>> Begin Dataset records

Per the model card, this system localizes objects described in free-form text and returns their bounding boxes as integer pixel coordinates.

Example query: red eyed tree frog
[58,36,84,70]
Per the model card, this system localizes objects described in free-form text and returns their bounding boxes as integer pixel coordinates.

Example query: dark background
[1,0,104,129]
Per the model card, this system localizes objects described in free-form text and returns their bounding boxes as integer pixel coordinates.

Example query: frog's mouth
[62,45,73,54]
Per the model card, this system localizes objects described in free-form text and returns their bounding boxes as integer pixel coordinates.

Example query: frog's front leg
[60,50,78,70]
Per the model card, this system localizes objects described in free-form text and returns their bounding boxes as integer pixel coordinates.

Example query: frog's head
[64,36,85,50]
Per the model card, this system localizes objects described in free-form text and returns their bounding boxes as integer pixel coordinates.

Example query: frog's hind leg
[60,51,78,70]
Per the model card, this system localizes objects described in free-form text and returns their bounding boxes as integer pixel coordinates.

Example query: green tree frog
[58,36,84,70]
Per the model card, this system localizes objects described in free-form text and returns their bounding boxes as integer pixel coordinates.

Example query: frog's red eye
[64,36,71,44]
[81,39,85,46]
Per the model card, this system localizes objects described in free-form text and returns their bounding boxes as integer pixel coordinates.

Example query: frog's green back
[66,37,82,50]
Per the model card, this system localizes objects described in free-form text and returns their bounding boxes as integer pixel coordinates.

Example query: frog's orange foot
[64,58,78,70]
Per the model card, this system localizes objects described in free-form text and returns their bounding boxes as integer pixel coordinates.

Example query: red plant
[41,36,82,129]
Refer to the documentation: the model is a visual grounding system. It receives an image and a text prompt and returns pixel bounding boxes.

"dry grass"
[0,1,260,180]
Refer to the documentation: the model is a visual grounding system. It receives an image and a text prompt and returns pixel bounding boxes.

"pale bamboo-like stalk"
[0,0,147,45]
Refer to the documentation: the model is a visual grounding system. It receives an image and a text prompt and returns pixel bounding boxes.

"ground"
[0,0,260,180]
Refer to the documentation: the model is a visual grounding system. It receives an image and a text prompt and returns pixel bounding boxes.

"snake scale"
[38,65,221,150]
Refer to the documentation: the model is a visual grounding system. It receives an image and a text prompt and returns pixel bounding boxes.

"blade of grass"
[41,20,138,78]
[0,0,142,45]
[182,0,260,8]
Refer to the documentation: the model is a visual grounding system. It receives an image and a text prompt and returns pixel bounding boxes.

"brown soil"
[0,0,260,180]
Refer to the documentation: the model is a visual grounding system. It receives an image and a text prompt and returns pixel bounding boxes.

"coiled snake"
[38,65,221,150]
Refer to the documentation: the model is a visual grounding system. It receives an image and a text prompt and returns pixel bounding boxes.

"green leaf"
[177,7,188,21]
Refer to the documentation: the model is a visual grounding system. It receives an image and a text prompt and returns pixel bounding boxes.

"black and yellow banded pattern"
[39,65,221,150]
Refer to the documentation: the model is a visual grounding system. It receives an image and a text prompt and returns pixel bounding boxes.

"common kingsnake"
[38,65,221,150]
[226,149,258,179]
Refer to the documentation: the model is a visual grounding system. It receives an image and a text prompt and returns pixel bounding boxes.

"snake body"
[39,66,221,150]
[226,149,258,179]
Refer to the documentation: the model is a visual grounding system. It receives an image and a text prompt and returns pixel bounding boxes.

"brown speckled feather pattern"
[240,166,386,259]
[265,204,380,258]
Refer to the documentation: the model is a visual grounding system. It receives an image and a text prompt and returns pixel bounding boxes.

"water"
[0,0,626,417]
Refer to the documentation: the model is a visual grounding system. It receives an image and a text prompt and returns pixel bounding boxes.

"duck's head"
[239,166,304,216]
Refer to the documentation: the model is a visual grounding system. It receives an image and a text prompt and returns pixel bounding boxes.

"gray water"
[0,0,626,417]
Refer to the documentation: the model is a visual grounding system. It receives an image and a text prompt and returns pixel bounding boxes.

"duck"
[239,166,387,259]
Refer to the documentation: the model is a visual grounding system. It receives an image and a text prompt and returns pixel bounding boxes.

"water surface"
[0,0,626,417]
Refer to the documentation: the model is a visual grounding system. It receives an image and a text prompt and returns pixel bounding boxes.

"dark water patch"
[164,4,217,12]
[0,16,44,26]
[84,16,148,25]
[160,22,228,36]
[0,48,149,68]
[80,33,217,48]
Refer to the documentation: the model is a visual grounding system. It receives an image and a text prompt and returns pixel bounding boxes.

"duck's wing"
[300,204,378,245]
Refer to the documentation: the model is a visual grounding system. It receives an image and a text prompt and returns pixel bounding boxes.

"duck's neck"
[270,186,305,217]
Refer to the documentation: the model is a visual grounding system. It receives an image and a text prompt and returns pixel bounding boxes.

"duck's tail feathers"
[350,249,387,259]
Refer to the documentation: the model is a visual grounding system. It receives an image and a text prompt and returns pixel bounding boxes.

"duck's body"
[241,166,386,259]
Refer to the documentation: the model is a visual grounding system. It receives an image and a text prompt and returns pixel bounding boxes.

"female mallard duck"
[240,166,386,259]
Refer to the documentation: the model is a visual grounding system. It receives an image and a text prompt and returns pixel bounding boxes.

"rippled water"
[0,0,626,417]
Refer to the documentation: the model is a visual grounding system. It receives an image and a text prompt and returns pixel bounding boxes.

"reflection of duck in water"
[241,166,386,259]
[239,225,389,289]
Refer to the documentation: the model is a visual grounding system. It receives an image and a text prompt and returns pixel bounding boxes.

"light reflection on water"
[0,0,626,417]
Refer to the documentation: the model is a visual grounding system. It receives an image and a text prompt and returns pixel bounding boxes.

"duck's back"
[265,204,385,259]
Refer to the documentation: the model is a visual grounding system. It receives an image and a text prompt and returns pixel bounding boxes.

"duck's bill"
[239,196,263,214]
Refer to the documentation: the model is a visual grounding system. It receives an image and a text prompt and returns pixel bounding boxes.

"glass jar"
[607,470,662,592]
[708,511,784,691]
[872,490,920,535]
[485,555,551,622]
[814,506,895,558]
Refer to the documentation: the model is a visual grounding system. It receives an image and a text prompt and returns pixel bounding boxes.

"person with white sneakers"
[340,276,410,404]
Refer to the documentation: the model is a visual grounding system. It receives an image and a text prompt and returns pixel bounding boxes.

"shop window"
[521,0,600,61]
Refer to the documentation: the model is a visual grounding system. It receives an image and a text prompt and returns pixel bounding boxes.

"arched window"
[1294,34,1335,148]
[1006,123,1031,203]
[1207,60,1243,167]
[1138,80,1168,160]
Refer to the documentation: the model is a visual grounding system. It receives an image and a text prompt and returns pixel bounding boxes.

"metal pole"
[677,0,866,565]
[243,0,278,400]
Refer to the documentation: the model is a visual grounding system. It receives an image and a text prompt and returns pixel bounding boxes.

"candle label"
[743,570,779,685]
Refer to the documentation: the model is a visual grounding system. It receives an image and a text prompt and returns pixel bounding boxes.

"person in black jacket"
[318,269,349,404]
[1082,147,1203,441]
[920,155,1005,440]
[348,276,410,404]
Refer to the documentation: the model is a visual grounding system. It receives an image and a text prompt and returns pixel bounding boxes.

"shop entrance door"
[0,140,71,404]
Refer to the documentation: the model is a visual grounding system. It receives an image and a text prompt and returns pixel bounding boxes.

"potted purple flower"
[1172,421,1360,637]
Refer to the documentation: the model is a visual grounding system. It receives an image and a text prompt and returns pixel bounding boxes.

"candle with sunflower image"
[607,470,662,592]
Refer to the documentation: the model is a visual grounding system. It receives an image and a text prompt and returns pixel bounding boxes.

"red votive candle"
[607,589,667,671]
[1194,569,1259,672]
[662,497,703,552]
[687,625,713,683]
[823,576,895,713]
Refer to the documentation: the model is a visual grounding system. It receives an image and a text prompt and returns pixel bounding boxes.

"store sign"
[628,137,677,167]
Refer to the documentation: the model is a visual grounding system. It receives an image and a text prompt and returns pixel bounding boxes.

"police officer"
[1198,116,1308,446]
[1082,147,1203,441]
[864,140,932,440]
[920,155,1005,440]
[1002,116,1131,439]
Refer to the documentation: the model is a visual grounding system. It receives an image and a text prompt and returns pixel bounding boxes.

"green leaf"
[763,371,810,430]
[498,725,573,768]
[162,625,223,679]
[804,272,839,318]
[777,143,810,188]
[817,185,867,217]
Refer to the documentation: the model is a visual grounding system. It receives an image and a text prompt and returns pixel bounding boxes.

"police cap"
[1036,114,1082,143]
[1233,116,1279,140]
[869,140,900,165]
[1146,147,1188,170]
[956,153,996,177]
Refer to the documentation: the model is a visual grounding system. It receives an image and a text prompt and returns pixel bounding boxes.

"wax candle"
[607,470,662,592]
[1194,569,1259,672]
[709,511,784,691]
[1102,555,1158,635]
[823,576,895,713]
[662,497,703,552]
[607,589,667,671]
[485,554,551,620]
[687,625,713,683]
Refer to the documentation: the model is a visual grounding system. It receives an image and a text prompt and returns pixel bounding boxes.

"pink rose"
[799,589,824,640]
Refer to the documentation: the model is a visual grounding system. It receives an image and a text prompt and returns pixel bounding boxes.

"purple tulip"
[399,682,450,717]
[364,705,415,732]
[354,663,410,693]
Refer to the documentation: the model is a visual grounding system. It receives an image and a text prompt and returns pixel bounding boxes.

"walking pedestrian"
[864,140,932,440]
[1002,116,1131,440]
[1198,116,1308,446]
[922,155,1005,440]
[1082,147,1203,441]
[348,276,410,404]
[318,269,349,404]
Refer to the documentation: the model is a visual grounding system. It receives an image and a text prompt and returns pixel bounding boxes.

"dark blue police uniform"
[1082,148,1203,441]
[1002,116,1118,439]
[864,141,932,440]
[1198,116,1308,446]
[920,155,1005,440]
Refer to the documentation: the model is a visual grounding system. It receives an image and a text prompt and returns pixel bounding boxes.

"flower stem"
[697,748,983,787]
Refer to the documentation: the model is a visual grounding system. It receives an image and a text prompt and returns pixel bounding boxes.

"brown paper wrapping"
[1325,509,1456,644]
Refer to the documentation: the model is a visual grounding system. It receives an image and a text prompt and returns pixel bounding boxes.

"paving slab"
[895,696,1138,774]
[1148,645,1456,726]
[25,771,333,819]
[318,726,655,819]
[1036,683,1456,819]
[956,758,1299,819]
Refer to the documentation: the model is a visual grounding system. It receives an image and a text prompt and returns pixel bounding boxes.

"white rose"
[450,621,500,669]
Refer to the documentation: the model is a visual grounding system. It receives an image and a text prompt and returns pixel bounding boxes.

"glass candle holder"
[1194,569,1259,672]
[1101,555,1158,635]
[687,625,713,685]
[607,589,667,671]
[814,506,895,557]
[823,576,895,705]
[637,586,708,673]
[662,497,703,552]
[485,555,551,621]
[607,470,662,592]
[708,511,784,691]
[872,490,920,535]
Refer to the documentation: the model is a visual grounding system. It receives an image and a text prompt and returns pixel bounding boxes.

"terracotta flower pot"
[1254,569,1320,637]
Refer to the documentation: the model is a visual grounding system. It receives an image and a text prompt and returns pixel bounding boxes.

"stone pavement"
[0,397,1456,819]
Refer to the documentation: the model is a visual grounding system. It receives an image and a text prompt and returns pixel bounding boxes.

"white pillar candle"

>> End Dataset records

● Given exercise
Reproduce the entries, starting at the first line and ending at the line containing "[60,50,78,70]", with every instance of "Example query" replaced by "Sample query" and everything else left as it is.

● Exercise answer
Per the model card, this system localizes objects described in free-form text and returns their bounding boxes as integer pixel coordinates.

Sample query: red eyed tree frog
[58,36,84,70]
Per the model card, this system localizes objects described in free-form text and returns their bounding boxes as integer pixel coordinates.

Sample query: dark background
[1,0,104,129]
Per the model card, this system localizes objects described in free-form text and returns their bounding boxes as integer pixel coordinates.

Sample query: frog's mouth
[62,45,73,54]
Per the model card, this system localizes objects described in free-form text and returns their bounding boxes as integer pixel coordinates.

Sample query: frog's front leg
[60,50,78,70]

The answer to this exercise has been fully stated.